- _EXERCISE PROMPT_:
Please write out the rows below word for word, starting at the line that contains "the man's shadow" and continuing through the last line of the rows.
□ □ □ □ □ □ □
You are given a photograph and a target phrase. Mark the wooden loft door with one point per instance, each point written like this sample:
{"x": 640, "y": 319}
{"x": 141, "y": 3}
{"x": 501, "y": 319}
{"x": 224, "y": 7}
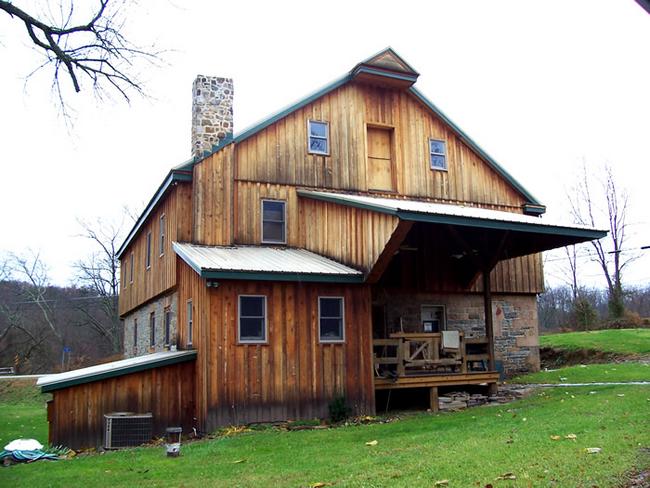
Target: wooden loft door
{"x": 380, "y": 159}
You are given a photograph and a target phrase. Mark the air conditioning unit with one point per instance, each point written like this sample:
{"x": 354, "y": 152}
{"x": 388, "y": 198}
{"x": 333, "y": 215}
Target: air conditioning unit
{"x": 127, "y": 429}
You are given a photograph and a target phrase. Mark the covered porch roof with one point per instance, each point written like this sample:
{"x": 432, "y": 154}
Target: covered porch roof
{"x": 517, "y": 234}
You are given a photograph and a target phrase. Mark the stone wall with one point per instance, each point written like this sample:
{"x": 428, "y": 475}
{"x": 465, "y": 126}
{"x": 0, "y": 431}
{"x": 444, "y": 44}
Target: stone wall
{"x": 142, "y": 344}
{"x": 516, "y": 342}
{"x": 212, "y": 118}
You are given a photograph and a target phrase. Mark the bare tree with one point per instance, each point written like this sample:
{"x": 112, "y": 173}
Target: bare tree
{"x": 100, "y": 273}
{"x": 587, "y": 209}
{"x": 84, "y": 43}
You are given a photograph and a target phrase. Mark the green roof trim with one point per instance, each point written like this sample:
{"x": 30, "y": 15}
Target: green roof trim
{"x": 173, "y": 176}
{"x": 157, "y": 363}
{"x": 496, "y": 166}
{"x": 292, "y": 108}
{"x": 465, "y": 221}
{"x": 273, "y": 276}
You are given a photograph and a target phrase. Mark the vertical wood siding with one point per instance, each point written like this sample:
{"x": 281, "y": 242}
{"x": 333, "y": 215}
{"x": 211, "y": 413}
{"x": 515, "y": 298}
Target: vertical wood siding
{"x": 76, "y": 414}
{"x": 293, "y": 375}
{"x": 213, "y": 199}
{"x": 149, "y": 283}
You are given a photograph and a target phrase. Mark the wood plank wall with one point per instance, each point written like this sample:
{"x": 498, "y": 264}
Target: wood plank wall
{"x": 279, "y": 155}
{"x": 76, "y": 414}
{"x": 213, "y": 199}
{"x": 149, "y": 283}
{"x": 293, "y": 376}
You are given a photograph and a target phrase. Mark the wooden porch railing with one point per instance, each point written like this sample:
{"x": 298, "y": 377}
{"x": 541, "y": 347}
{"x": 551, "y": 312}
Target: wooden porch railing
{"x": 421, "y": 353}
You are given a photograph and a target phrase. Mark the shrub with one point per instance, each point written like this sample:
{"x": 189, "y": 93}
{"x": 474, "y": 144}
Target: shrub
{"x": 338, "y": 409}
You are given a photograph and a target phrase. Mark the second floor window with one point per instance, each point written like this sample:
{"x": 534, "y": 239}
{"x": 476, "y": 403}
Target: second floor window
{"x": 190, "y": 323}
{"x": 252, "y": 318}
{"x": 147, "y": 259}
{"x": 437, "y": 154}
{"x": 168, "y": 325}
{"x": 274, "y": 221}
{"x": 152, "y": 329}
{"x": 318, "y": 135}
{"x": 162, "y": 235}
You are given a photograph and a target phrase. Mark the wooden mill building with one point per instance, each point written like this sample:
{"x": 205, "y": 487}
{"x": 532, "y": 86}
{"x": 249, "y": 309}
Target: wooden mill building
{"x": 347, "y": 245}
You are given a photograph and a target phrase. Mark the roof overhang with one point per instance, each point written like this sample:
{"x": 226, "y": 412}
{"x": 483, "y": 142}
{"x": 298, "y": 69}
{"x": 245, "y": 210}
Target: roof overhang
{"x": 264, "y": 263}
{"x": 171, "y": 179}
{"x": 113, "y": 369}
{"x": 527, "y": 234}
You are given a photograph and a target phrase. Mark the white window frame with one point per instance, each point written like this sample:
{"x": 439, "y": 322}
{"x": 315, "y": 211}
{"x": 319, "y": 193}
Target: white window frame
{"x": 443, "y": 154}
{"x": 167, "y": 325}
{"x": 284, "y": 220}
{"x": 326, "y": 138}
{"x": 265, "y": 317}
{"x": 190, "y": 321}
{"x": 162, "y": 222}
{"x": 320, "y": 335}
{"x": 152, "y": 329}
{"x": 147, "y": 257}
{"x": 443, "y": 326}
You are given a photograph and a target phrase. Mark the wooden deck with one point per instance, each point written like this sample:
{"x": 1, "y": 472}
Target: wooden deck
{"x": 436, "y": 380}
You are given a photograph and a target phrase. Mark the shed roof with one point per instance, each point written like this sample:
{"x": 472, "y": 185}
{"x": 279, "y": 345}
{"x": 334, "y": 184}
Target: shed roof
{"x": 264, "y": 263}
{"x": 115, "y": 368}
{"x": 443, "y": 213}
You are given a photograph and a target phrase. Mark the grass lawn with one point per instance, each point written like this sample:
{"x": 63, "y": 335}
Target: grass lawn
{"x": 629, "y": 371}
{"x": 469, "y": 448}
{"x": 22, "y": 412}
{"x": 619, "y": 341}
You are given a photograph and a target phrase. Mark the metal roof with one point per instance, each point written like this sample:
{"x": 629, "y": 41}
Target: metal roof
{"x": 264, "y": 263}
{"x": 116, "y": 368}
{"x": 456, "y": 214}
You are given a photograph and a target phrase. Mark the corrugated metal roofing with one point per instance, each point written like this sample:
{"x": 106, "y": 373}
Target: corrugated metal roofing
{"x": 260, "y": 259}
{"x": 112, "y": 369}
{"x": 410, "y": 208}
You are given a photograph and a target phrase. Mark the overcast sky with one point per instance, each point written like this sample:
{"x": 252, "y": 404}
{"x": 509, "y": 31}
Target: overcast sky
{"x": 541, "y": 86}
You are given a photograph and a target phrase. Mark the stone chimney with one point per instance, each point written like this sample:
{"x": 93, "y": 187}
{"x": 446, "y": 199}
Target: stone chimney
{"x": 211, "y": 113}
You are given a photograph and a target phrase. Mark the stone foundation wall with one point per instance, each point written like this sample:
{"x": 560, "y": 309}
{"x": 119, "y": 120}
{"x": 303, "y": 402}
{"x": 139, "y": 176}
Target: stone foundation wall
{"x": 142, "y": 344}
{"x": 516, "y": 343}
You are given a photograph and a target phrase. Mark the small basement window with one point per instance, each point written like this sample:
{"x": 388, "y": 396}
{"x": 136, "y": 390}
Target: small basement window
{"x": 437, "y": 154}
{"x": 252, "y": 318}
{"x": 331, "y": 319}
{"x": 274, "y": 225}
{"x": 190, "y": 322}
{"x": 318, "y": 137}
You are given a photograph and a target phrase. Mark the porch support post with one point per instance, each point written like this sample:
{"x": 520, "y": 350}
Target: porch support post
{"x": 433, "y": 399}
{"x": 489, "y": 326}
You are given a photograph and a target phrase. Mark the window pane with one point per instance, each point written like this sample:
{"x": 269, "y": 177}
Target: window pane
{"x": 437, "y": 147}
{"x": 273, "y": 231}
{"x": 438, "y": 161}
{"x": 330, "y": 307}
{"x": 251, "y": 329}
{"x": 273, "y": 210}
{"x": 317, "y": 145}
{"x": 318, "y": 129}
{"x": 330, "y": 329}
{"x": 251, "y": 306}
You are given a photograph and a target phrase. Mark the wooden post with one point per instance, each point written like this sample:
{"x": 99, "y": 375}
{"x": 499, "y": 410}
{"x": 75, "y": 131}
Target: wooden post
{"x": 433, "y": 398}
{"x": 489, "y": 328}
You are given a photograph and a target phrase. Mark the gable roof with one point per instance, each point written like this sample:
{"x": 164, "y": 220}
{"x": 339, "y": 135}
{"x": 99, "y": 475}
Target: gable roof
{"x": 264, "y": 263}
{"x": 390, "y": 64}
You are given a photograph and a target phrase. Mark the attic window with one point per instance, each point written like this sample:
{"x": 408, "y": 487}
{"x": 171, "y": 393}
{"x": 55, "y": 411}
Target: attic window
{"x": 318, "y": 137}
{"x": 437, "y": 154}
{"x": 274, "y": 223}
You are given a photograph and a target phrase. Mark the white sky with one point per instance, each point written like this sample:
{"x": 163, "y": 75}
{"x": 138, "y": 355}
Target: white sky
{"x": 539, "y": 85}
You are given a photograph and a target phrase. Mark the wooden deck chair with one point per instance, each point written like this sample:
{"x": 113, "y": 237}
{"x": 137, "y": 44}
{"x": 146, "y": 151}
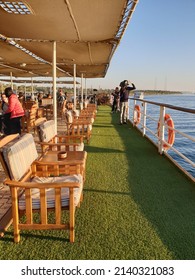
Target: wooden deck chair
{"x": 28, "y": 120}
{"x": 39, "y": 186}
{"x": 49, "y": 141}
{"x": 78, "y": 127}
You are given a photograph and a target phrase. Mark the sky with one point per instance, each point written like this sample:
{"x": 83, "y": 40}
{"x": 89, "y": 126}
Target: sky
{"x": 157, "y": 51}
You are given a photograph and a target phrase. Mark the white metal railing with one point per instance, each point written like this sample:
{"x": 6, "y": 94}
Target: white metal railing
{"x": 150, "y": 121}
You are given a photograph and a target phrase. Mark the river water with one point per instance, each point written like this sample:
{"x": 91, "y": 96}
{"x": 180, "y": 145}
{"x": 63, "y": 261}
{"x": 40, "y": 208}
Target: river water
{"x": 184, "y": 122}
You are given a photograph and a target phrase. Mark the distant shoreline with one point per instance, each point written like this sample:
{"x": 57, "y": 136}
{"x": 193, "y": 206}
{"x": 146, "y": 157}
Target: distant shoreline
{"x": 158, "y": 92}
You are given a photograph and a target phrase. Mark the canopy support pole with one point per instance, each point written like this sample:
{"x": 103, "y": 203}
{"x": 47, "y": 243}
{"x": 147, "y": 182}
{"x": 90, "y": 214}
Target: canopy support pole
{"x": 11, "y": 80}
{"x": 74, "y": 82}
{"x": 81, "y": 91}
{"x": 54, "y": 87}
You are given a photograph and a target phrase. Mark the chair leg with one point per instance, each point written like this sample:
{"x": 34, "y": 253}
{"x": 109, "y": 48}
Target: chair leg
{"x": 15, "y": 215}
{"x": 71, "y": 216}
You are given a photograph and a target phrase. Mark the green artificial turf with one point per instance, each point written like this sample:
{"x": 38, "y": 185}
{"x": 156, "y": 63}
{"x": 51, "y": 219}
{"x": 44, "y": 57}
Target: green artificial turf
{"x": 137, "y": 205}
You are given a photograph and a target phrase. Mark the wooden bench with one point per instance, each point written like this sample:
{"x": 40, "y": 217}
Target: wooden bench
{"x": 39, "y": 186}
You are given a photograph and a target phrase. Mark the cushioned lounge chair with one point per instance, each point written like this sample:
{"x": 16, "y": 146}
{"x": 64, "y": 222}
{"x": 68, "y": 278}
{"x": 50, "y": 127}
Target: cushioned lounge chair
{"x": 39, "y": 186}
{"x": 50, "y": 141}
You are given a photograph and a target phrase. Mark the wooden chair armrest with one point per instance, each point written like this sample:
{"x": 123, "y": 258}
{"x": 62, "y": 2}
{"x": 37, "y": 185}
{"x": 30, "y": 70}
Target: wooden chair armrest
{"x": 26, "y": 185}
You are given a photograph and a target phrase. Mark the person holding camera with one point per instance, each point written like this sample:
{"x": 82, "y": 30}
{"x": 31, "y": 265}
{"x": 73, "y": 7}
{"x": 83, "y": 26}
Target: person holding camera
{"x": 124, "y": 98}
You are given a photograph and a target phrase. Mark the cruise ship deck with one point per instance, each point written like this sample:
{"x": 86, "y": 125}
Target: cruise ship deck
{"x": 137, "y": 204}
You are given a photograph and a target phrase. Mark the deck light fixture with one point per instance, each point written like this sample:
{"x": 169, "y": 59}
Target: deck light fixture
{"x": 17, "y": 7}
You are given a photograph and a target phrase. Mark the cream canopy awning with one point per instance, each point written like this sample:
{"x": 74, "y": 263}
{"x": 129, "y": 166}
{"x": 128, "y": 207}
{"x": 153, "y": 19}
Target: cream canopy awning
{"x": 87, "y": 34}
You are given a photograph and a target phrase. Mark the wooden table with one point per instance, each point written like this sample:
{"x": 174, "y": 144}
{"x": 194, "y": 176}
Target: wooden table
{"x": 72, "y": 157}
{"x": 74, "y": 163}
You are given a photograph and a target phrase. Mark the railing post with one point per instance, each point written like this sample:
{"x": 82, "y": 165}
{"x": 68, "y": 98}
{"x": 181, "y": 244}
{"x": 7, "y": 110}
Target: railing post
{"x": 161, "y": 129}
{"x": 144, "y": 118}
{"x": 133, "y": 115}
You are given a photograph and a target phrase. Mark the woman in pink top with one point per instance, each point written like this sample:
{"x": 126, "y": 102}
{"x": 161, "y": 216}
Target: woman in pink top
{"x": 13, "y": 113}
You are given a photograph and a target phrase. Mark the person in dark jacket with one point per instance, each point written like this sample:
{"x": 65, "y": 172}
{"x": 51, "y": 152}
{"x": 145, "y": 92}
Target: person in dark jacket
{"x": 124, "y": 98}
{"x": 13, "y": 113}
{"x": 116, "y": 97}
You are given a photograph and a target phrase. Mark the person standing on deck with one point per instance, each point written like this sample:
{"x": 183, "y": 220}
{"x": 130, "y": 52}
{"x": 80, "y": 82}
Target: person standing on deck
{"x": 124, "y": 98}
{"x": 14, "y": 112}
{"x": 116, "y": 97}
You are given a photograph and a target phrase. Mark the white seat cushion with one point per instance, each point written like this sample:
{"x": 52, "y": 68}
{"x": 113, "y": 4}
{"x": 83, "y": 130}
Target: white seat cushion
{"x": 47, "y": 131}
{"x": 19, "y": 155}
{"x": 35, "y": 194}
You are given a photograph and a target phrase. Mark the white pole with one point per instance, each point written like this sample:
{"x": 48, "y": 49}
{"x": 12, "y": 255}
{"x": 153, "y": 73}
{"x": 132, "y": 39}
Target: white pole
{"x": 54, "y": 87}
{"x": 25, "y": 91}
{"x": 81, "y": 91}
{"x": 85, "y": 89}
{"x": 32, "y": 94}
{"x": 74, "y": 81}
{"x": 11, "y": 80}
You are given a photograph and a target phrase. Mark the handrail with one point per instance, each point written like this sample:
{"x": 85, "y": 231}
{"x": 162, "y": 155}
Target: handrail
{"x": 187, "y": 110}
{"x": 159, "y": 138}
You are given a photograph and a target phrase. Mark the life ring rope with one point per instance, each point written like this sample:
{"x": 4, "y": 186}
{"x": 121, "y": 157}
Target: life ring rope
{"x": 168, "y": 121}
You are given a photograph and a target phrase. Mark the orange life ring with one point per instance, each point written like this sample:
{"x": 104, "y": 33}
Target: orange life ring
{"x": 137, "y": 114}
{"x": 171, "y": 132}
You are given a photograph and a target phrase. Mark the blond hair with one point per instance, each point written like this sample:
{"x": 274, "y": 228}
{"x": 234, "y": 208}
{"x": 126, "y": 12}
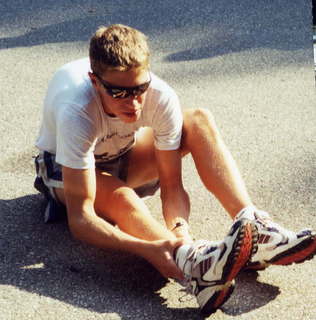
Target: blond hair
{"x": 118, "y": 47}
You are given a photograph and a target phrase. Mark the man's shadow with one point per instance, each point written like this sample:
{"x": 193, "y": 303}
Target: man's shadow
{"x": 46, "y": 260}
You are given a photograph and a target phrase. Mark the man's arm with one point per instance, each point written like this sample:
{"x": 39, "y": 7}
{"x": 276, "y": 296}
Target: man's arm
{"x": 85, "y": 225}
{"x": 175, "y": 200}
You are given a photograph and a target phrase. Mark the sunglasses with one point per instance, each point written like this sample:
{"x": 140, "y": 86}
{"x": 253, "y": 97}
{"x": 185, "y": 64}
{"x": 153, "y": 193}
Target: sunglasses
{"x": 117, "y": 92}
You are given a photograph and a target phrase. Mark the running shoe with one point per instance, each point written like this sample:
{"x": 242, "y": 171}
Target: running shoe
{"x": 211, "y": 266}
{"x": 277, "y": 245}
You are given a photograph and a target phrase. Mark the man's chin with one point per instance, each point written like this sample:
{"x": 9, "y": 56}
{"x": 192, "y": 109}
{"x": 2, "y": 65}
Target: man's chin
{"x": 130, "y": 117}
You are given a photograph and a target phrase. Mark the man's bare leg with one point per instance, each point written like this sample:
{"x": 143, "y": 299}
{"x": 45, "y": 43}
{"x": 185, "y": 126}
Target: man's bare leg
{"x": 214, "y": 162}
{"x": 119, "y": 204}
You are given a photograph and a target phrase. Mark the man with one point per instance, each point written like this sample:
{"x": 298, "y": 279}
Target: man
{"x": 113, "y": 132}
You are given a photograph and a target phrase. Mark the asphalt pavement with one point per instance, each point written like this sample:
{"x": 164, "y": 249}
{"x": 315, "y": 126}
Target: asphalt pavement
{"x": 250, "y": 63}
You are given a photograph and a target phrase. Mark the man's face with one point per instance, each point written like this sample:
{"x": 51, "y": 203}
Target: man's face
{"x": 129, "y": 108}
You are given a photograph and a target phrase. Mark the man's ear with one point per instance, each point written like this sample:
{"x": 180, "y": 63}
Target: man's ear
{"x": 92, "y": 78}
□ □ □ □ □ □ □
- _COMPLETE RESPONSE_:
You are given a photograph and a target phrase. Mark the man's shadow with one point per instance, each point written like this sample:
{"x": 193, "y": 303}
Target: man's shadow
{"x": 46, "y": 260}
You are given a photograph and a target phrase. Mark the man's arm with one point per instance, each point written like this sample:
{"x": 39, "y": 7}
{"x": 276, "y": 296}
Target: man's arm
{"x": 85, "y": 225}
{"x": 175, "y": 200}
You are given a photograph and a target phrase. Mark the sunglasses with one point per instance, each point written like this sample:
{"x": 140, "y": 86}
{"x": 253, "y": 97}
{"x": 185, "y": 64}
{"x": 153, "y": 193}
Target: sunglasses
{"x": 117, "y": 92}
You are given a photograph and a target phrase. Mark the running shoe with one point per instance, each point written like this sample:
{"x": 242, "y": 171}
Target: running shoe
{"x": 211, "y": 266}
{"x": 277, "y": 245}
You are given a photograph and a target phrase. Mark the man's chin with one point per instance, each point written like this sample:
{"x": 9, "y": 56}
{"x": 192, "y": 109}
{"x": 2, "y": 65}
Target: man's chin
{"x": 130, "y": 117}
You are given a photograph and a target phrase. Mark the man's bare leg with one point per instance, each point written like this sample:
{"x": 143, "y": 299}
{"x": 45, "y": 43}
{"x": 185, "y": 126}
Target: man's bare leg
{"x": 214, "y": 162}
{"x": 119, "y": 204}
You are given a photograph and a target phrase. Mark the man with one point per instance, each point written like this sample:
{"x": 298, "y": 279}
Target: man
{"x": 113, "y": 132}
You are given a photograph and a target phrase. Mark the asphalt pavement with one point per instance, each point written like this sample:
{"x": 164, "y": 249}
{"x": 315, "y": 126}
Target: asphalt pavement
{"x": 250, "y": 63}
You are given a photograph and a target phrase. Mark the man's face with one point per instance, each point written like this sample:
{"x": 51, "y": 203}
Target: man's face
{"x": 129, "y": 108}
You are given a photograph and a target phrase. Mark the man's ear with one point per instance, each point written like this sample:
{"x": 180, "y": 63}
Target: man's ear
{"x": 92, "y": 78}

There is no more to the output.